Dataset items
+===+

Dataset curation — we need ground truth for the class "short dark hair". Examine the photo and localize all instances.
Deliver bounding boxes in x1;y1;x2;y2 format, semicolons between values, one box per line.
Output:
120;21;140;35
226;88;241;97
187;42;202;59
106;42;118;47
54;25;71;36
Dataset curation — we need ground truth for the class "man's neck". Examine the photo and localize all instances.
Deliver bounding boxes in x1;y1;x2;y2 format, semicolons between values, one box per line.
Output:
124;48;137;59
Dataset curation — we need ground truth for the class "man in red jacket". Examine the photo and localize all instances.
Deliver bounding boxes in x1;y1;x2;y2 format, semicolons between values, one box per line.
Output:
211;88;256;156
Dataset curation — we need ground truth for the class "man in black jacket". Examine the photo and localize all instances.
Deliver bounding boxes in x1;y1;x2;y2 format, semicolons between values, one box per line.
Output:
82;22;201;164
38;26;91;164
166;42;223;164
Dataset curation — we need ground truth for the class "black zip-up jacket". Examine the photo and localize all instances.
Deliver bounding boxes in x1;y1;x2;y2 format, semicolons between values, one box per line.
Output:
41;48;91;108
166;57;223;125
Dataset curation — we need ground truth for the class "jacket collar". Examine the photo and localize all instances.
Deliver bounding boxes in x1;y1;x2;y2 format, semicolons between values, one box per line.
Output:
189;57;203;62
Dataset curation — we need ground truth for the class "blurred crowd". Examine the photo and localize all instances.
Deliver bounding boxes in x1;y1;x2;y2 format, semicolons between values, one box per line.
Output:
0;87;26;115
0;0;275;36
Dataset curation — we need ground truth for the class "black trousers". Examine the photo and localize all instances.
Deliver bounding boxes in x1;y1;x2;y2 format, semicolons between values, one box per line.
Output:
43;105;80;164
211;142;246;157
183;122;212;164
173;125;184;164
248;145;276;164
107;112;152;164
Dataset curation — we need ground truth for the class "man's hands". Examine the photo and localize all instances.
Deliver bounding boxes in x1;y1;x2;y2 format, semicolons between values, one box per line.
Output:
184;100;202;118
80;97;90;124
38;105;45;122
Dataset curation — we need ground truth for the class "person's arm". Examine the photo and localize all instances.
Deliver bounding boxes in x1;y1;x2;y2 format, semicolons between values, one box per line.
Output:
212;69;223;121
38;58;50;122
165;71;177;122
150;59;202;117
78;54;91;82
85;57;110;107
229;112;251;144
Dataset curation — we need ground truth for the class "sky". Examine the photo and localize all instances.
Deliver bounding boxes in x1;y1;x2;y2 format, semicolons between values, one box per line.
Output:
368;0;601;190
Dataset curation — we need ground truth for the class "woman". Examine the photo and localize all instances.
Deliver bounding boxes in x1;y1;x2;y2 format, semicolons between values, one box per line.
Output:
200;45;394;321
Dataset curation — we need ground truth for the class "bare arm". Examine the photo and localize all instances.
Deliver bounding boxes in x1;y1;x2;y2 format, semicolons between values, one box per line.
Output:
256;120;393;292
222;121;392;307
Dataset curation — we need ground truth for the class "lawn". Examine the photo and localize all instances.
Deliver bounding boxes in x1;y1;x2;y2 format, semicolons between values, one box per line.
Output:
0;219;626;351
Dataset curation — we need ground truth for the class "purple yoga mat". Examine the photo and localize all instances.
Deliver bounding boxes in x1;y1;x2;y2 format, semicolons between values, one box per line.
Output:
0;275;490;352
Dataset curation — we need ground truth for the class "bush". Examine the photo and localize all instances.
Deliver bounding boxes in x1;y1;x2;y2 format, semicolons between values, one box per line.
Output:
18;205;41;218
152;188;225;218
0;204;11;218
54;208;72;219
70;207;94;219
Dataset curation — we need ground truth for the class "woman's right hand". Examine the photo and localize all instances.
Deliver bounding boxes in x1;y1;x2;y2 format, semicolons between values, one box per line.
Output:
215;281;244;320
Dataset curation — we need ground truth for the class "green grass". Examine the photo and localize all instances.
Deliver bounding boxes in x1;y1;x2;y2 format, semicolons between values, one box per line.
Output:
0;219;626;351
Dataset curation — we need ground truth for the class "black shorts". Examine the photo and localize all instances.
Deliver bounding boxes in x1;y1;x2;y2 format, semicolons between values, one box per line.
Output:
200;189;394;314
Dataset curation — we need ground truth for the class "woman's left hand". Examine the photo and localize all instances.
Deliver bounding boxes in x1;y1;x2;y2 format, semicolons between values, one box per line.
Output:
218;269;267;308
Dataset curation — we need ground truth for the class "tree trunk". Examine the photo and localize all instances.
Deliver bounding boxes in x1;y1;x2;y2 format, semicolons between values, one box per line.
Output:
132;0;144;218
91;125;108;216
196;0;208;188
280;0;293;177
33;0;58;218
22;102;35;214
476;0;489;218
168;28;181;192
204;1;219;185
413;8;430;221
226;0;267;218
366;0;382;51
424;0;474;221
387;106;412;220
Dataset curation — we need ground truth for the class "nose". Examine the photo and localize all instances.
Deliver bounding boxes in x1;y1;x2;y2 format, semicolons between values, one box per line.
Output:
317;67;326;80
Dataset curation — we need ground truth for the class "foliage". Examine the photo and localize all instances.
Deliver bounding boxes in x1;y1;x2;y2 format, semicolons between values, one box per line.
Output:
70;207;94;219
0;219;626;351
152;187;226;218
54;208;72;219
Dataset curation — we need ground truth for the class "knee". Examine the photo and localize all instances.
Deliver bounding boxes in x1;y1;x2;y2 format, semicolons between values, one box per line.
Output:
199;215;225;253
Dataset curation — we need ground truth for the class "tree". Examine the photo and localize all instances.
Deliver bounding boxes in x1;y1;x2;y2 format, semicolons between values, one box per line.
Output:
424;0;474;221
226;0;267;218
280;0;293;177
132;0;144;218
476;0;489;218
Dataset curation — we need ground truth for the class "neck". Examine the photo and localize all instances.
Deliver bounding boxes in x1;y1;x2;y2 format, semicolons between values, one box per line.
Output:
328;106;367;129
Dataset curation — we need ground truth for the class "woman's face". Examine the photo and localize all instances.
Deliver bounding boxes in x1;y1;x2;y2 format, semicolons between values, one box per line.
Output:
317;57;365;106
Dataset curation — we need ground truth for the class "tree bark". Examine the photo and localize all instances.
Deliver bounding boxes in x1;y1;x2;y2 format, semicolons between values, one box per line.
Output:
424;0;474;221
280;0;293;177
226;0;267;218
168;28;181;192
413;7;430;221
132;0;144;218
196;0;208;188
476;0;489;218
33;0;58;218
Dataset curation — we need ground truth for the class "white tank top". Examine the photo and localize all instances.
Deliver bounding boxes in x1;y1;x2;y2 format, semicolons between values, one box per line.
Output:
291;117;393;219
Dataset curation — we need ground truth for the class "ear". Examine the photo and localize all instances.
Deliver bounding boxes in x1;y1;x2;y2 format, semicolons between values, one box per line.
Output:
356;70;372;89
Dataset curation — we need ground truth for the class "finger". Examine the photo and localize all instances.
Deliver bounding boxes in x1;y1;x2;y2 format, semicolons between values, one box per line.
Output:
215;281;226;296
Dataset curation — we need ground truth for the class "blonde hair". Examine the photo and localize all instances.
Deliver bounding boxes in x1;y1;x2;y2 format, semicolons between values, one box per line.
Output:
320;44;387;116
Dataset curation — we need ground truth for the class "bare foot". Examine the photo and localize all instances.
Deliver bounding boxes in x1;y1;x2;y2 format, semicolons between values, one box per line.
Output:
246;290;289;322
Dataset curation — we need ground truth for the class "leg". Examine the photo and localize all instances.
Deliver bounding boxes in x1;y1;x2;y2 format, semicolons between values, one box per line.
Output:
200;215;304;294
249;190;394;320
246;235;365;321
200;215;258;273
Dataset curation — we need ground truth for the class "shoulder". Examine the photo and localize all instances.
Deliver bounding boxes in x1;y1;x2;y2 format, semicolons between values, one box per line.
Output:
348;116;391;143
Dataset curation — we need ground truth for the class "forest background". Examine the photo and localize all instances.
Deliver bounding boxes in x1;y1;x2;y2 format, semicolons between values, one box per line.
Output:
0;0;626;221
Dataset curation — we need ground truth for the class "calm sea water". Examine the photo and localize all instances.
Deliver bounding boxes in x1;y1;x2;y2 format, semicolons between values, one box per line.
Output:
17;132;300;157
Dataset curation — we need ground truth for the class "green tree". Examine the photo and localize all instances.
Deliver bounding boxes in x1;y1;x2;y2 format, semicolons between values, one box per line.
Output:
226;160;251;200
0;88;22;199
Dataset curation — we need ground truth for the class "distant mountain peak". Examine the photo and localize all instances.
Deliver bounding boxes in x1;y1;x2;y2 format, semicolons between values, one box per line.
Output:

+===+

OBJECTIVE.
How many of the lines above contain the string "neck" with its case matched exactly? Reply with the number alone.

COMPLETED EXERCISE.
2